**Directions:** In the entries that follow, the line with "(1129, 761)" opens the range and the line with "Target: black bag strap" closes it; repeat that range exactly, both lines included.

**Dataset extract:**
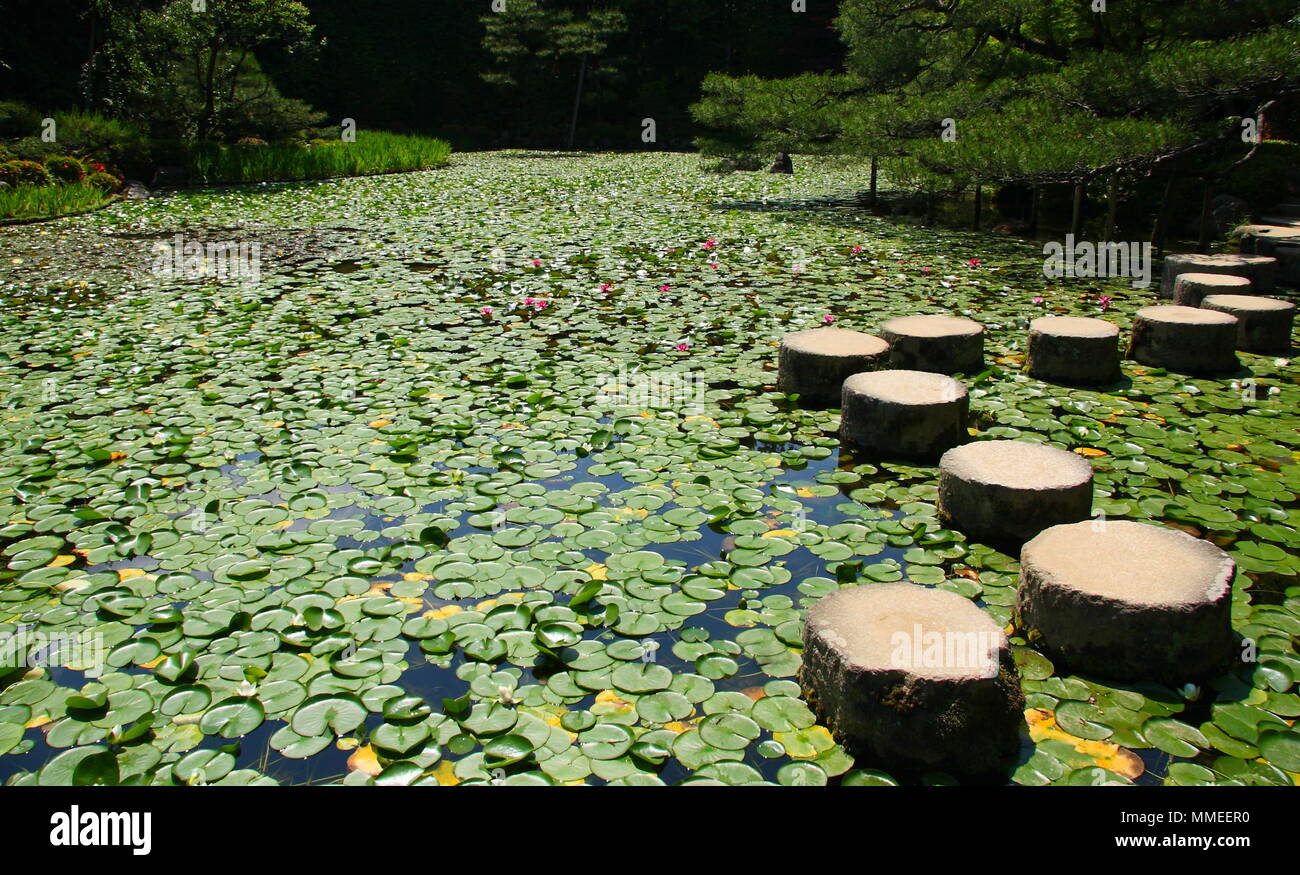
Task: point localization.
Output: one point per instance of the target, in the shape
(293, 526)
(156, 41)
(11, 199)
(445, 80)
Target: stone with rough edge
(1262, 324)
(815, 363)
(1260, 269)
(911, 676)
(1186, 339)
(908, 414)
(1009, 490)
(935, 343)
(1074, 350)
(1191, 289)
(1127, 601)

...

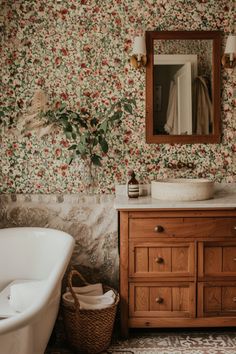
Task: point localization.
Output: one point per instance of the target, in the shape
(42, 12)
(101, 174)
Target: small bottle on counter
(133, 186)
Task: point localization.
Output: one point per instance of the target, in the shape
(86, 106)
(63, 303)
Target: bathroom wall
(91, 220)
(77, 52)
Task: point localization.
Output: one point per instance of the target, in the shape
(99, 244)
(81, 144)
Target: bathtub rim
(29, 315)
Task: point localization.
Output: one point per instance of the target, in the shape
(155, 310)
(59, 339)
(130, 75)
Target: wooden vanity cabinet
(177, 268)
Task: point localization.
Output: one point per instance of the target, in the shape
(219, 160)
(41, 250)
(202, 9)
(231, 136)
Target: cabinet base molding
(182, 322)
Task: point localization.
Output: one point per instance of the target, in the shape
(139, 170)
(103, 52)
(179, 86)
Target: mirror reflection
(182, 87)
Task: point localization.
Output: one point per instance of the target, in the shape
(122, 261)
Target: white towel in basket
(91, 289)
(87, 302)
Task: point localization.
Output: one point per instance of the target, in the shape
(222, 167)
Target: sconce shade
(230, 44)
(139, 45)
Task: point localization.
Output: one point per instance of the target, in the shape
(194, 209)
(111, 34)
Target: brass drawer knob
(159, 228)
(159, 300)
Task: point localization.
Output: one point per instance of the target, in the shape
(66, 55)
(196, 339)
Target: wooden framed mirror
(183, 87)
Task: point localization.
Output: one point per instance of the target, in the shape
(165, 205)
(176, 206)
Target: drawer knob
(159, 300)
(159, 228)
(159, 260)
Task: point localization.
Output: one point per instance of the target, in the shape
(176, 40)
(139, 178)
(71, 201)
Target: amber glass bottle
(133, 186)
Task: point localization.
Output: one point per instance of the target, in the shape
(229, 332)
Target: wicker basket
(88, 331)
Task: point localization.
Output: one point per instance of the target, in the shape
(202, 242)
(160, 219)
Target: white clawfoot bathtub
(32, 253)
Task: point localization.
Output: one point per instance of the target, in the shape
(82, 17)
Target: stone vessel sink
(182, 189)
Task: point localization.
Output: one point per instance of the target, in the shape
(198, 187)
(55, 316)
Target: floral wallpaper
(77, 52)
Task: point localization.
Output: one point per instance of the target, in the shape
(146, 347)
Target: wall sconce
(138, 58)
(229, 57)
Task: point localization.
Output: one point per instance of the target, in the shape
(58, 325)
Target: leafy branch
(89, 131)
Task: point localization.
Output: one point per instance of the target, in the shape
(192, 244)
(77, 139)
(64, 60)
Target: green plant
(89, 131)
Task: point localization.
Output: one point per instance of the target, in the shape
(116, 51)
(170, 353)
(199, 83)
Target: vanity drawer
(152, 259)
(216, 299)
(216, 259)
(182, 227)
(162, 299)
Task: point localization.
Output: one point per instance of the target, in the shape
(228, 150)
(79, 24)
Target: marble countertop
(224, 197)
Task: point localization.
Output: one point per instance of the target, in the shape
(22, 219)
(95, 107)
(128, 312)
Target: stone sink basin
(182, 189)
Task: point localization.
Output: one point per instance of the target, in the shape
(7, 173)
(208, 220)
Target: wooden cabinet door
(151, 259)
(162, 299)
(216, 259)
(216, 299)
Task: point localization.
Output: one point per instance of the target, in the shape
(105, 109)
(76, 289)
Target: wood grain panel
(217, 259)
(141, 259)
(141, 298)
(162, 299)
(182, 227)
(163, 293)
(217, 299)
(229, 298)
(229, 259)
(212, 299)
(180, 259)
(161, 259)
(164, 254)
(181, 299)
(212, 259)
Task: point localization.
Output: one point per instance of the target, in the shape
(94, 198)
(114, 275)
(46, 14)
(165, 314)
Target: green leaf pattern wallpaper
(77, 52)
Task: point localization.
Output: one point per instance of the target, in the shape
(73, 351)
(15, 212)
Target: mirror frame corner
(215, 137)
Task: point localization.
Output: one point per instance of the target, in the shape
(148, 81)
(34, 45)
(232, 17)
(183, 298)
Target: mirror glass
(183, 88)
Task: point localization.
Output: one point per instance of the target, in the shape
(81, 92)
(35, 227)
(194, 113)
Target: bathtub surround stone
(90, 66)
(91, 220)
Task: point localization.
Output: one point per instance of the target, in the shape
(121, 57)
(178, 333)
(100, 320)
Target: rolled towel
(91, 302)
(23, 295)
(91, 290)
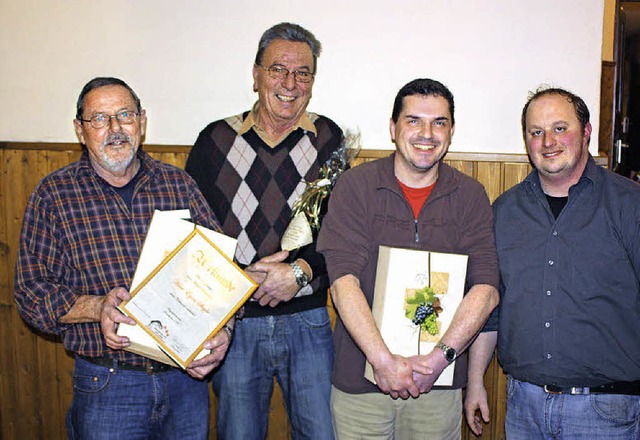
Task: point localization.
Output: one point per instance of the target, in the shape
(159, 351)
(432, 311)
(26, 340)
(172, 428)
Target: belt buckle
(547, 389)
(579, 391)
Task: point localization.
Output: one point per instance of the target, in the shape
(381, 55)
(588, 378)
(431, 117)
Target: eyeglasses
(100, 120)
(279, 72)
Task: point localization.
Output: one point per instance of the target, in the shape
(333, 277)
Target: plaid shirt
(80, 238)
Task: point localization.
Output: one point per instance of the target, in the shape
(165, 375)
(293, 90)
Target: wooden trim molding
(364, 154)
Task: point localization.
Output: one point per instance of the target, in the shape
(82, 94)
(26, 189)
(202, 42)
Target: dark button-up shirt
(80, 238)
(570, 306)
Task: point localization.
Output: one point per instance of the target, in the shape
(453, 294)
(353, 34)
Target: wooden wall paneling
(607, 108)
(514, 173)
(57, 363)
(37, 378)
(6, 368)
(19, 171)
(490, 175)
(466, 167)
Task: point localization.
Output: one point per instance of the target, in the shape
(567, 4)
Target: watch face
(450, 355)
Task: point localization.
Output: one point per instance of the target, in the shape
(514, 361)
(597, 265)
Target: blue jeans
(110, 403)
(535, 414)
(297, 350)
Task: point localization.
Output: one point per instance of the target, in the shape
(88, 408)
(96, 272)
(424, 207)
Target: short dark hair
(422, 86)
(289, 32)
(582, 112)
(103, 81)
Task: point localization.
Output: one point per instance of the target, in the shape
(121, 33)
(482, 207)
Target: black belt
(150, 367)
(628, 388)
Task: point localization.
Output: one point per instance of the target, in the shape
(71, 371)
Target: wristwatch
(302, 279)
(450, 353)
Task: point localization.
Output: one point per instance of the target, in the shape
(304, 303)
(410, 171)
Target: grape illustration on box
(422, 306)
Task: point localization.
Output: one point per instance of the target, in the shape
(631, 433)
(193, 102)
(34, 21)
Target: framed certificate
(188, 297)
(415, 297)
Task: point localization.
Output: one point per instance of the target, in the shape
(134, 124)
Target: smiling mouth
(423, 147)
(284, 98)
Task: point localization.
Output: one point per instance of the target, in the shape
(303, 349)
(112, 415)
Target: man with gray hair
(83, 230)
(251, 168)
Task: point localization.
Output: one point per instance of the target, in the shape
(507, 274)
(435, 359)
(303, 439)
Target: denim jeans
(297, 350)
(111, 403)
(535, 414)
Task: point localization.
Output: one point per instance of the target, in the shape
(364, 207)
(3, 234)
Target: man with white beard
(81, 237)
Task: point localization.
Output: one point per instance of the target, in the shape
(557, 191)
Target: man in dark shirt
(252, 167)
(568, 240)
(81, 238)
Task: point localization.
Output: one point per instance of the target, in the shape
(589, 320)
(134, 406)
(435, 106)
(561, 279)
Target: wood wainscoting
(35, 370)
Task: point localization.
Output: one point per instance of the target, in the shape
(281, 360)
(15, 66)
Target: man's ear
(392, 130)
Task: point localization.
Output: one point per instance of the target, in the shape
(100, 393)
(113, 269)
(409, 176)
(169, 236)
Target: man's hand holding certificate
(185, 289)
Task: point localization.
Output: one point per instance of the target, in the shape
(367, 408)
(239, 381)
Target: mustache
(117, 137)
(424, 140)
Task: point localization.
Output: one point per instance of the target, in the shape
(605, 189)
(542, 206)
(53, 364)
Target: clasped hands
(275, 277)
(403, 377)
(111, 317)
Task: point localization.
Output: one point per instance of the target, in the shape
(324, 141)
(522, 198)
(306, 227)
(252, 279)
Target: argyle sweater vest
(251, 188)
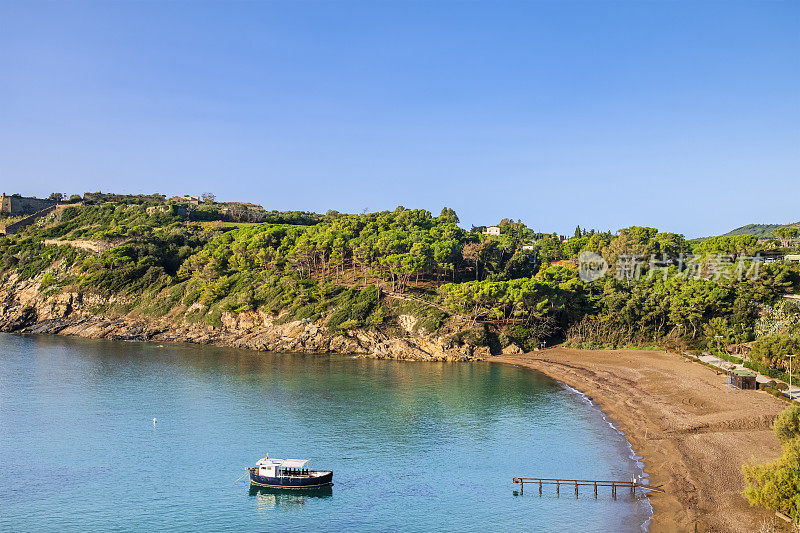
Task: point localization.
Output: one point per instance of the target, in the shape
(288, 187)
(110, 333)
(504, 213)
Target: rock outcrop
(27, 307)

--

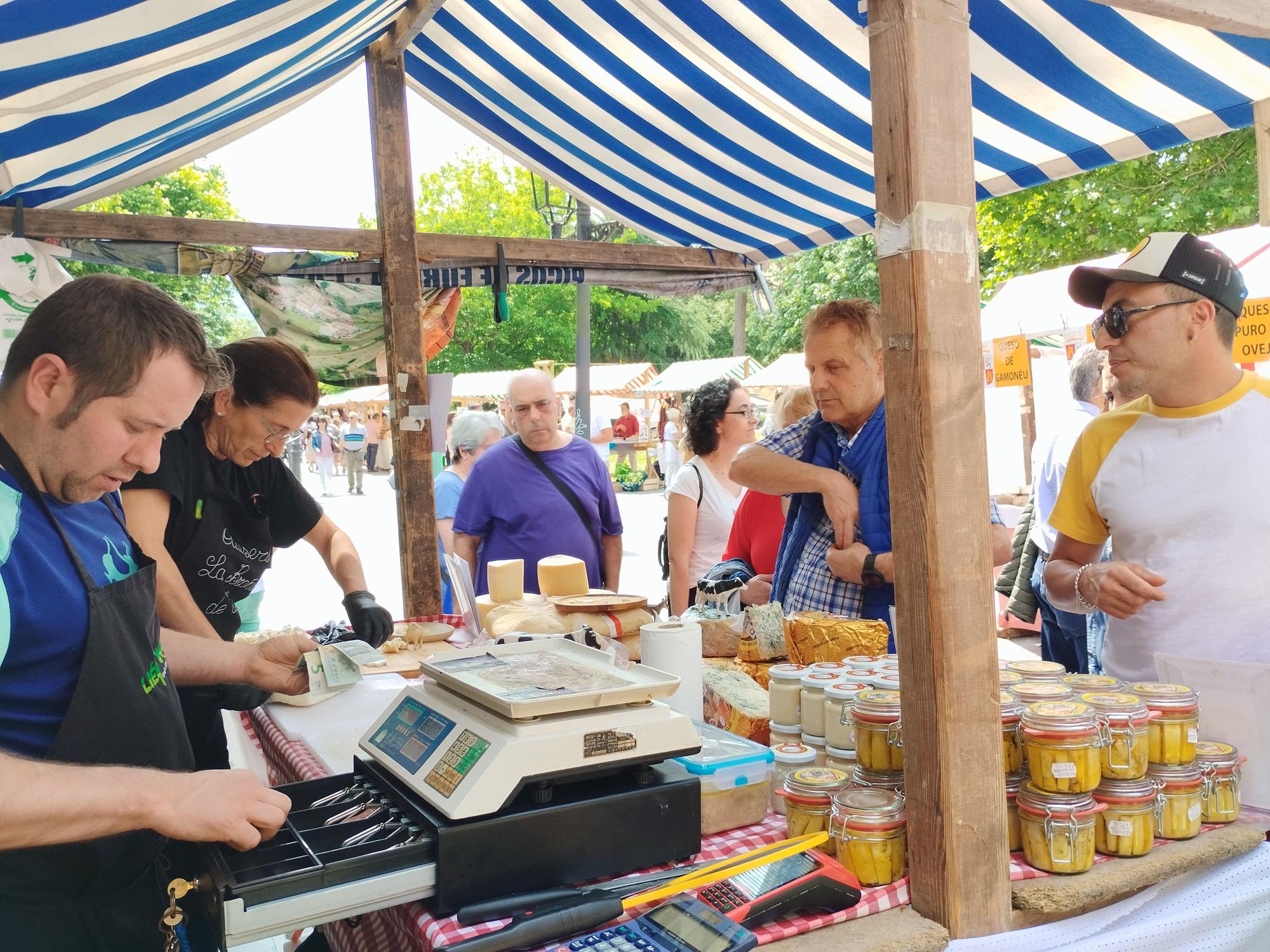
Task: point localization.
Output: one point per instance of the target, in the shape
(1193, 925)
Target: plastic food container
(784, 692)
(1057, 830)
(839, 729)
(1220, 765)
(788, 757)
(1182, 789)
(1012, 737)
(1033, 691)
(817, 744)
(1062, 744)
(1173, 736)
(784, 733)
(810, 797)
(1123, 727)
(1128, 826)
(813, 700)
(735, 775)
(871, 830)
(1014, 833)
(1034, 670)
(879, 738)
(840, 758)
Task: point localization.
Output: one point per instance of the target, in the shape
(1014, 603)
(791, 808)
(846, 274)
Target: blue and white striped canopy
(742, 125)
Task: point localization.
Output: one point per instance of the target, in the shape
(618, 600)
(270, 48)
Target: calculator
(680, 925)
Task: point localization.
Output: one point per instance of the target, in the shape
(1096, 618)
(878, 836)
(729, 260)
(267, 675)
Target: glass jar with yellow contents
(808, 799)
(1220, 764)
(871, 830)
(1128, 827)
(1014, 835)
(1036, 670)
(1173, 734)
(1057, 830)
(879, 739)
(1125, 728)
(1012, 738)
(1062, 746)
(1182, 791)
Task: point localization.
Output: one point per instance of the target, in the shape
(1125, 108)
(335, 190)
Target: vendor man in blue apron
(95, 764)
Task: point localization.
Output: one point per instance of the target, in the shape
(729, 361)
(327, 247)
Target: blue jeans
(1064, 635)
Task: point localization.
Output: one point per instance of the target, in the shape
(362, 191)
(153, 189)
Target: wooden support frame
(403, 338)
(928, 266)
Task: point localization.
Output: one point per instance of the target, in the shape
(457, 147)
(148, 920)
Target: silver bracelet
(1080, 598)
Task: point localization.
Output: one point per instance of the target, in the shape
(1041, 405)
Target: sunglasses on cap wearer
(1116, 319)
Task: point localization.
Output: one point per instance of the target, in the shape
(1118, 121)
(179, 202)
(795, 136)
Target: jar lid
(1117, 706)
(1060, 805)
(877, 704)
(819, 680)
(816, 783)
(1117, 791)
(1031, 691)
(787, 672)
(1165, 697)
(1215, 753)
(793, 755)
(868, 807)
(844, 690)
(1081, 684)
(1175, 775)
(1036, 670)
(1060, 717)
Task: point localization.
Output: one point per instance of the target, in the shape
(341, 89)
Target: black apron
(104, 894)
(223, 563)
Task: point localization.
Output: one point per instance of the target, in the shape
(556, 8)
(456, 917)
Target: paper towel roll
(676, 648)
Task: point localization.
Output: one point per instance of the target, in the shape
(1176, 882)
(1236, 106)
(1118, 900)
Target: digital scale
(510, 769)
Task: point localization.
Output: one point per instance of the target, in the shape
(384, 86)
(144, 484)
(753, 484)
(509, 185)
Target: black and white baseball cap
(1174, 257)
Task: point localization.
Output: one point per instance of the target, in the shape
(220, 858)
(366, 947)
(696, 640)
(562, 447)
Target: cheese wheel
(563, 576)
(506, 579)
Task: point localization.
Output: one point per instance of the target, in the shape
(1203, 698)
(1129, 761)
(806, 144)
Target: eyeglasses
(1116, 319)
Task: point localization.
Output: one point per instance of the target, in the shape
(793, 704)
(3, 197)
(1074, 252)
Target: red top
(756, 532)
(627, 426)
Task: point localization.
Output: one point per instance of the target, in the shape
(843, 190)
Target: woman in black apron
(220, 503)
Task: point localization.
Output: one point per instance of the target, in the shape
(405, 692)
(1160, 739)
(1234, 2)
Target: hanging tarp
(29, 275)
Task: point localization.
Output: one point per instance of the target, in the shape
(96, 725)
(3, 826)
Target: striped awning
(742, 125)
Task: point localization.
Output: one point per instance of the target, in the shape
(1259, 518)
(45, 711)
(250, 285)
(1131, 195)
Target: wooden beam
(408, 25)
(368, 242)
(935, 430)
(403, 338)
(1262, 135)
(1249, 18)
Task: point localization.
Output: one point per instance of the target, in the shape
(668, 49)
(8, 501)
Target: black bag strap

**Reply:**
(1129, 761)
(806, 144)
Target: eyeglasses
(1116, 319)
Task: point localization.
Output: one point per instance of the target, in the shape
(793, 704)
(3, 197)
(1074, 252)
Target: red top
(756, 532)
(627, 426)
Task: point localization.
Output: one point per instance of the target, in the shape
(843, 190)
Target: woman in black apron
(220, 503)
Task: point localization.
Output: one point per instance of the target, in the shape
(405, 692)
(1160, 739)
(1234, 2)
Target: hanging tarp
(29, 275)
Task: point localization.
Output: one point per instance of the target, in the shape
(96, 725)
(3, 826)
Target: striped awning
(742, 125)
Task: point localization.
Output: one point per instance of the target, in the shape
(1259, 518)
(45, 711)
(250, 285)
(1131, 195)
Target: wooden beam
(408, 25)
(368, 242)
(935, 430)
(403, 338)
(1262, 135)
(1249, 18)
Task: point localization.
Output: one point per instance of the target, in the shape
(668, 49)
(8, 501)
Target: black bag strap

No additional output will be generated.